Work required: Transcribe the entries below exactly.

Listed entries:
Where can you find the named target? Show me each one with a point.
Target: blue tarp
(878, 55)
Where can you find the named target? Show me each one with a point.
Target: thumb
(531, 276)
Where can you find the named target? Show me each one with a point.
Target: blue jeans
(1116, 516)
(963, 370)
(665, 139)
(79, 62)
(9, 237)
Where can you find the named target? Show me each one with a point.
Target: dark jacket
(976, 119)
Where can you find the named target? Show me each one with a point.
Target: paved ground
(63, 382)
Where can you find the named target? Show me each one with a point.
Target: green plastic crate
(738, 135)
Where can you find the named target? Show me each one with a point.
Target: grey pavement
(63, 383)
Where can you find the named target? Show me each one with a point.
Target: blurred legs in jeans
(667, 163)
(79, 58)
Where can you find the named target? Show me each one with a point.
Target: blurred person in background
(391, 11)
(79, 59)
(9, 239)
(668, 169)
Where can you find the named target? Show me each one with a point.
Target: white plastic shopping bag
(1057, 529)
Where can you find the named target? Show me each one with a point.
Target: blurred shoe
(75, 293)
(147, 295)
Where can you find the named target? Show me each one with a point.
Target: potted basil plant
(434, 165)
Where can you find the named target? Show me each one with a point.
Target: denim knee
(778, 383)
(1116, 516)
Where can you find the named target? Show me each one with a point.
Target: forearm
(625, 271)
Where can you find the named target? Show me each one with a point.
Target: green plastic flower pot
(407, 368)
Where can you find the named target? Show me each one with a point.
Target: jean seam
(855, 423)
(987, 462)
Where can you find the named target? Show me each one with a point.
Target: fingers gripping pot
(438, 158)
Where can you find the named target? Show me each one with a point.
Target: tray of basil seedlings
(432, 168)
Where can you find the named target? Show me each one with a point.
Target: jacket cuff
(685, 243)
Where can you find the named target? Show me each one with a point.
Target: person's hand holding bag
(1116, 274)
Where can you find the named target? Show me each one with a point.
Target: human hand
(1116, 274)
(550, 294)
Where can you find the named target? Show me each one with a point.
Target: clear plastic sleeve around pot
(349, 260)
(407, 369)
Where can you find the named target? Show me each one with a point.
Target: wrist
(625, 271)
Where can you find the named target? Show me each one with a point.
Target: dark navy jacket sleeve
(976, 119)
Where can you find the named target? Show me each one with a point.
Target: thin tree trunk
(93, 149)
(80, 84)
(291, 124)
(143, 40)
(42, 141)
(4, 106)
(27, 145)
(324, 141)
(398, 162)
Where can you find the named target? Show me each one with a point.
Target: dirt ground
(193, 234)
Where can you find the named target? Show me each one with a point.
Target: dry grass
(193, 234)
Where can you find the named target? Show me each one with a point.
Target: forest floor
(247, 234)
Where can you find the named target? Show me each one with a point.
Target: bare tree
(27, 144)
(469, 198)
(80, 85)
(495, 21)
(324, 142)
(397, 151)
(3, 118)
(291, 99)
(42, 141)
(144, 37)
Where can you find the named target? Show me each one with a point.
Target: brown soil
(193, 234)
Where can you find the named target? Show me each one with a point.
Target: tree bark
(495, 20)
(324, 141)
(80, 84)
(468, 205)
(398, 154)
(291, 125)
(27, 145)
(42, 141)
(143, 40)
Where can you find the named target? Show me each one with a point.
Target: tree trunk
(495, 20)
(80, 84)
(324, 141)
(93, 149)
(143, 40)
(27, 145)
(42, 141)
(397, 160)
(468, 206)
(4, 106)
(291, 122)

The completed task:
Where can you find the named target? Show me each one with a point.
Target: blue tarp
(878, 55)
Where can you find the named target? Show me each one with a point.
Target: thumb
(531, 276)
Where can you find the named target? Show me each one with a point.
Target: blue jeans
(1116, 516)
(963, 370)
(665, 139)
(79, 62)
(9, 237)
Where can you find the named target? Show me each one with a point.
Target: dark jacket
(976, 119)
Where can you find the named target? Show me each one with a point.
Target: paved ground
(63, 382)
Where can you find the named target? Show me each one with a point.
Target: green plastic crate
(738, 135)
Where can you find the named target? Show me each one with a point.
Target: grey pavement
(63, 383)
Where can you find the named target? Show me each one with a point.
Target: blurred legs in jeans
(667, 163)
(79, 58)
Where can you find the named target? Show me each one with a point.
Target: blurred person in background
(391, 11)
(79, 59)
(9, 239)
(668, 169)
Where can you find the named target? Show me each one with a point.
Target: white plastic shopping bag
(1057, 529)
Where can you find the named target? Show me each one with a point.
Target: blurred shoe
(75, 293)
(147, 295)
Where can you find the named target? Show me each one with a point.
Target: potted basil plant
(434, 165)
Where can you find the named target? Show me each one with a point.
Target: denim knee
(778, 383)
(1116, 516)
Where can you find the named target? Show me each one with a point.
Target: forearm
(625, 271)
Where can you find the named target? Show me each one with a point.
Target: green plastic flower pot
(407, 368)
Where can you find the named target? Show me each one with a point.
Target: jean seam
(855, 423)
(987, 462)
Where can you find the named target? Show me each one with a point.
Target: fingers gripping pot
(438, 158)
Where can you find the named target? Show me each one with a point.
Target: tray of basil seedlings
(432, 168)
Where can you find the named target? Show me each one with a point.
Target: jacket cuff
(685, 243)
Where can you find the named target? Show me each one with a point.
Target: person's hand holding bag
(1116, 274)
Where can you find the named target? Show me each one with a point.
Target: human hand
(1116, 274)
(550, 294)
Where can you find the named target? Show me each one with a point.
Target: clear plastic sleeve around pot
(349, 260)
(407, 369)
Where can you find the named target? Show me each one with a point.
Target: wrist
(625, 271)
Where can you find the named target? Show me each one with a point.
Target: dark navy jacket sleeve
(976, 119)
Where can you find the named target? Show me each one with a point.
Target: thin tree trunk
(93, 149)
(80, 84)
(291, 124)
(143, 40)
(42, 141)
(4, 106)
(27, 145)
(324, 141)
(398, 162)
Where can you find the named target? Show me each one with a point.
Target: dirt ground
(193, 234)
Where can you find the named target? Show me each one with a point.
Target: dry grass
(193, 234)
Where can you find the named target? Show me each one with a point.
Target: forest floor
(247, 234)
Where can you find the named target? Show me each one with a point.
Target: bare tree
(27, 144)
(469, 198)
(80, 85)
(495, 21)
(324, 142)
(397, 151)
(3, 118)
(291, 99)
(42, 141)
(144, 37)
Where can you find the named target? Show me each one with a point.
Target: brown soil
(193, 234)
Where can you find the named target? Show me each one with a point.
Target: tree bark
(495, 20)
(324, 141)
(80, 84)
(468, 205)
(398, 154)
(291, 125)
(27, 145)
(42, 141)
(143, 40)
Where can you find the named target? Show me each one with a point.
Target: tree trunk
(495, 20)
(80, 84)
(324, 141)
(93, 149)
(143, 40)
(27, 145)
(42, 141)
(397, 160)
(468, 206)
(4, 106)
(291, 122)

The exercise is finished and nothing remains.